- _Dataset items_
*** Begin section ***

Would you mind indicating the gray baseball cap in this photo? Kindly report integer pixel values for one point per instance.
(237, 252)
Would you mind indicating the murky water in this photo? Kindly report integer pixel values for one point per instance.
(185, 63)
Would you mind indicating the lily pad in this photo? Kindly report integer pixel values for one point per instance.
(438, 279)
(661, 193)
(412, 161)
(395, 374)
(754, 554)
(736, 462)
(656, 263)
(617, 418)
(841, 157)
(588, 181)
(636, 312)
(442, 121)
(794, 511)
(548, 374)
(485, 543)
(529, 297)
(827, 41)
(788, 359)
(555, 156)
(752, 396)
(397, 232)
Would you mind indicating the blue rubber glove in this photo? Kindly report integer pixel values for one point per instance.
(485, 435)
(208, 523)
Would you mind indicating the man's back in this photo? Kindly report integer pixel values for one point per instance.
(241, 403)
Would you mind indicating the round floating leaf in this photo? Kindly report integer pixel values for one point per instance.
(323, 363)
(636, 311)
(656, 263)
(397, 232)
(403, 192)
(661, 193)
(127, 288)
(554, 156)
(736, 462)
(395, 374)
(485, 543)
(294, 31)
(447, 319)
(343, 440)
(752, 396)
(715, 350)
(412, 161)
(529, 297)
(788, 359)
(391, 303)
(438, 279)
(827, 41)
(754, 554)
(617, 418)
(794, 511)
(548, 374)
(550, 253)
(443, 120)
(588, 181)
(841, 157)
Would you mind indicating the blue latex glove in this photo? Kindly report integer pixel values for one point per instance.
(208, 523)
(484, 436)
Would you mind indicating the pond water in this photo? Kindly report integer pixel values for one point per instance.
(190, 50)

*** End section ***

- _Exercise objective_
Repeat the data above. Change nothing.

- _Response area_
Would you mind indicating the gray baseball cap in this photo? Kindly report integer pixel values for one point per instance.
(237, 252)
Would you mind indicating the murky water in this photo? Kindly report integer pixel values for one point per instance.
(185, 63)
Would you mind indicating the lily pad in this photo? Kindly report integer pixel values for one point per instance.
(438, 279)
(661, 193)
(412, 161)
(395, 374)
(754, 554)
(736, 462)
(656, 263)
(617, 418)
(841, 157)
(588, 181)
(636, 312)
(442, 121)
(794, 511)
(548, 374)
(485, 543)
(529, 297)
(827, 41)
(788, 359)
(555, 156)
(752, 396)
(397, 232)
Would you mind indicating the blue rubber glove in this photo? Kindly report integer pixel values for one point per instance.
(485, 435)
(208, 523)
Would you mind indicating the man's back in this photo? Kindly report integer pixel values for one point per instance.
(241, 403)
Would you mind indicating the round floating leaf in this photo? Kindly report integer pixel values for one point per instance.
(323, 363)
(636, 311)
(656, 263)
(397, 232)
(403, 192)
(661, 193)
(127, 288)
(554, 156)
(736, 462)
(395, 374)
(485, 543)
(294, 31)
(447, 319)
(343, 440)
(752, 396)
(715, 350)
(412, 161)
(529, 297)
(788, 359)
(391, 303)
(438, 279)
(827, 41)
(754, 554)
(617, 418)
(794, 511)
(548, 374)
(550, 253)
(443, 120)
(588, 181)
(841, 157)
Would you mind indicating the blue latex glove in this photo? Kindly report integer pixel values for one point per instance.
(208, 523)
(484, 436)
Would you mind indicating the pond water in this photo? Kindly report integer pixel values for one point per instance.
(190, 50)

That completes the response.